TASK LIST ::
1. Update the passage of the Waterloo book description starting at "Waterloo After The" and ending at "on 18 June 1815.", with "Edinburgh University Library" swapped for "the University of Edinburgh Library".
2. Summarize the Waterloo book description in two sentences.
3. Answer these questions from the Waterloo book description.
(a) Who wrote the foreword?
(b) On what date was the Battle of Waterloo fought?
(c) How many major battles made up the Waterloo Campaign?
-- TEXT UNDER STUDY follows --
Waterloo After The Glory, Hospital Sketches and Reports of the Wounded After the Battle
By Helion Books published March 2019
By Michael Crumplin & Gareth Glover – Foreword by The Duke of Wellington
This book has been born out of the discovery of some remarkable medical records in the archives of Edinburgh University Library, relating to the care of the wounded following the momentous but extremely costly Battle of Waterloo, fought on 18 June 1815.
Michael Crumplin, ‘Mick’ to his friends, is an ex-surgeon and has studied military surgery through the ages for much of his life, so when he brought these records to my attention and asked me to co-write this book I did not hesitate to agree. A huge amount has been written on the Waterloo Campaign, which consisted of four major battles fought in lightning succession between the 16 and 18 June 1815. However, whilst much has been written regarding this pivotal European conflict, which finally ended almost twenty-three years of near continuous warfare, little of this voluminous literature adequately details the sacrifice and suffering of the soldiers who fought these wars. Few publications concerning the Battle of Waterloo and the other related actions, give more than a fleeting account of the fate of the tens of thousands of casualties and who cared for them, nor indeed where they were tended. Understandably, many of the surviving participants only sought to forget the horrors of the conflict and the hardships they had endured, in an effort to progress with their lives and aspirations. However, this unfortunately hides from historians their real challenges and the historiography of the period can only be enriched by addressing these very human aspects of conflict. This is not an aspect that is ignored in the histories of the two World Wars, particularly the first of these, perhaps we can be psychologically more detached in our views of earlier wars, but that cannot be right.
-- TEXT UNDER STUDY concluded --
-- PROVIDED INFORMATION follows --
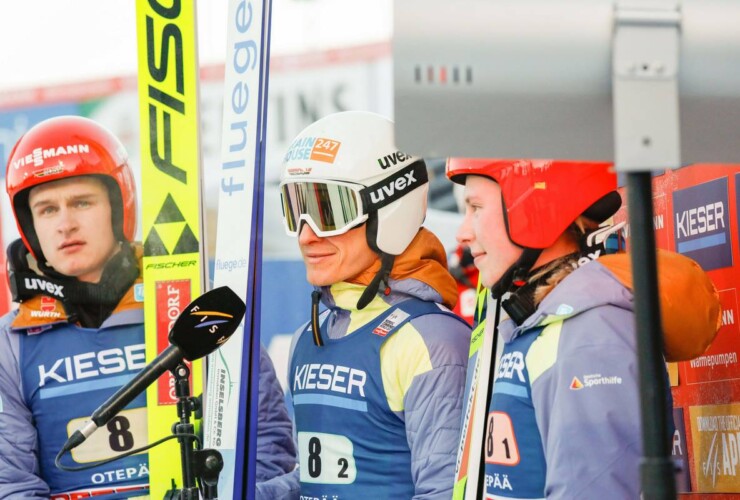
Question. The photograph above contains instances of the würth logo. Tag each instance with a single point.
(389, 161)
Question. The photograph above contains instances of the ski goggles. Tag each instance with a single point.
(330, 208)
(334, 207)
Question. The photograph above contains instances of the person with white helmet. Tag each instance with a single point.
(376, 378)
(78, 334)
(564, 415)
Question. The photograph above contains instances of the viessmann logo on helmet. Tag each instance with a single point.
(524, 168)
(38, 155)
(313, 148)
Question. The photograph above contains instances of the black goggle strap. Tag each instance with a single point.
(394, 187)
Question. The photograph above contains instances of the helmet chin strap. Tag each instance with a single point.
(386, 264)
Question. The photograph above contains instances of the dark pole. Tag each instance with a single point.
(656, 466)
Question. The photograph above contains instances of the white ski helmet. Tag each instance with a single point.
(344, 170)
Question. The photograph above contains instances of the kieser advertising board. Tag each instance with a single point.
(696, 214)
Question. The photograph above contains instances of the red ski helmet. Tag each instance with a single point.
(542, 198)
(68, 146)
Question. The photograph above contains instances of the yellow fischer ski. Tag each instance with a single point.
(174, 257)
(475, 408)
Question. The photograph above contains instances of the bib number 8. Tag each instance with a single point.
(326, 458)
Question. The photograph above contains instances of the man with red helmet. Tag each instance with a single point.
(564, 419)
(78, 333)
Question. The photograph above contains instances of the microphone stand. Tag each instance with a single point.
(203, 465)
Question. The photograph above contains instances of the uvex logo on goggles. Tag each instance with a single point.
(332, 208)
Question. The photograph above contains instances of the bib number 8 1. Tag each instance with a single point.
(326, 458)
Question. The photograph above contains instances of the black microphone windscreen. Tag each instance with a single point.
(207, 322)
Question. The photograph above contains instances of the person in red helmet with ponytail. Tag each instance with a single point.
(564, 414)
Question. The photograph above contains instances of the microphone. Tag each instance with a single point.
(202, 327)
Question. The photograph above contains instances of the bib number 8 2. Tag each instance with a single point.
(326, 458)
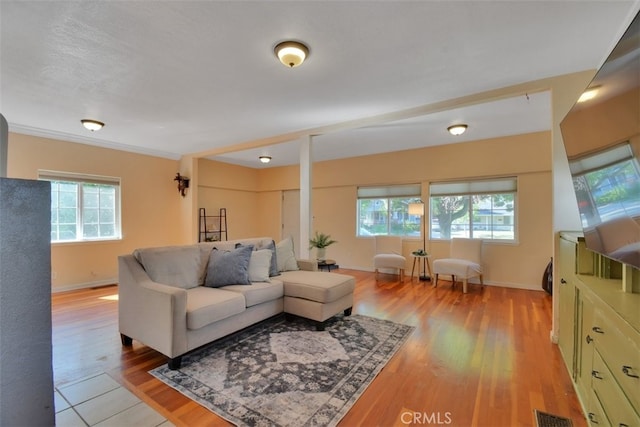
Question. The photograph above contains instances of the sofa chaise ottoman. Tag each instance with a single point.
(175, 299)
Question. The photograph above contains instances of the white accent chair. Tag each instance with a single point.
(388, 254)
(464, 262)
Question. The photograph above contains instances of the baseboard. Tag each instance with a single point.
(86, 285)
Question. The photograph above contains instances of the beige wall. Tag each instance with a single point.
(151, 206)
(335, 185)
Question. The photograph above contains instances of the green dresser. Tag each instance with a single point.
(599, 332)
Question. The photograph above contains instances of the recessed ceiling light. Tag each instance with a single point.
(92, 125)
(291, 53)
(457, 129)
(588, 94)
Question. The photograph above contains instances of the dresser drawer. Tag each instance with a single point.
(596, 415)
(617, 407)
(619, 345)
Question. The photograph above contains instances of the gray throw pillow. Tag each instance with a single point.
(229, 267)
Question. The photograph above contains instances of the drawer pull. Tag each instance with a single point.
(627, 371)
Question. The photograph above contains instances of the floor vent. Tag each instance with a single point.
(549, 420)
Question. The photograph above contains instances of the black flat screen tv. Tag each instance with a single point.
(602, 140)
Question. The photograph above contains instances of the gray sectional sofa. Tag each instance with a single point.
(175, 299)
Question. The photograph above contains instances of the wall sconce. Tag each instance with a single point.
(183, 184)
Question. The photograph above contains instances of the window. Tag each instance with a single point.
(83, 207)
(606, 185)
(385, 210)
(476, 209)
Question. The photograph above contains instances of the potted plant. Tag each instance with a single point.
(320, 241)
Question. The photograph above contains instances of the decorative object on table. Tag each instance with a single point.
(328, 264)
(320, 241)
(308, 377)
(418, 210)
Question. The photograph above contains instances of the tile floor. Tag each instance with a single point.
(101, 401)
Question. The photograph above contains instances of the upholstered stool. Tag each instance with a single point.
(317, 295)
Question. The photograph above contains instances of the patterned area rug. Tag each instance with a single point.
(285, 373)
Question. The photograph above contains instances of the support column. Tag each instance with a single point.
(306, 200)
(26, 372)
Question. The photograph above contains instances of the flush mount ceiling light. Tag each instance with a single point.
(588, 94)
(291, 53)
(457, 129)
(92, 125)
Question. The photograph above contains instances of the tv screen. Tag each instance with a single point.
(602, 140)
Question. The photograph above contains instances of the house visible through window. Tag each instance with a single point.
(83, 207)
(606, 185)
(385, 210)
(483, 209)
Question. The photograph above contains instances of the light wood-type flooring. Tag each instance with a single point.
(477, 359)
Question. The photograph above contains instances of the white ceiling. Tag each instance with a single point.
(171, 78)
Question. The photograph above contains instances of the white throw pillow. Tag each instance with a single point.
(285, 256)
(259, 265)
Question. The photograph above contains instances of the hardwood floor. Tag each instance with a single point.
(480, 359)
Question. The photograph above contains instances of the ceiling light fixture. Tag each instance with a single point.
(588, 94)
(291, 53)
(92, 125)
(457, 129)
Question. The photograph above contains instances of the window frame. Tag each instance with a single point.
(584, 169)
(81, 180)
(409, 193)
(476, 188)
-- PROVIDED INFORMATION concluded --
ANSWERS FOR THE TASKS ::
1.
Waterloo After The Glory, Hospital Sketches and Reports of the Wounded After the Battle
By Helion Books published March 2019
By Michael Crumplin & Gareth Glover – Foreword by The Duke of Wellington
This book has been born out of the discovery of some remarkable medical records in the archives of the University of Edinburgh Library, relating to the care of the wounded following the momentous but extremely costly Battle of Waterloo, fought on 18 June 1815.

2. The book grew out of the discovery of medical records in the archives of Edinburgh University Library about the care of the wounded after the Battle of Waterloo, fought on 18 June 1815. Although a huge amount has been written on the Waterloo Campaign, little of that literature adequately details the suffering of the soldiers, and few publications give more than a fleeting account of the casualties, who cared for them and where they were tended.

3.
(a) The Duke of Wellington
(b) 18 June 1815
(c) Four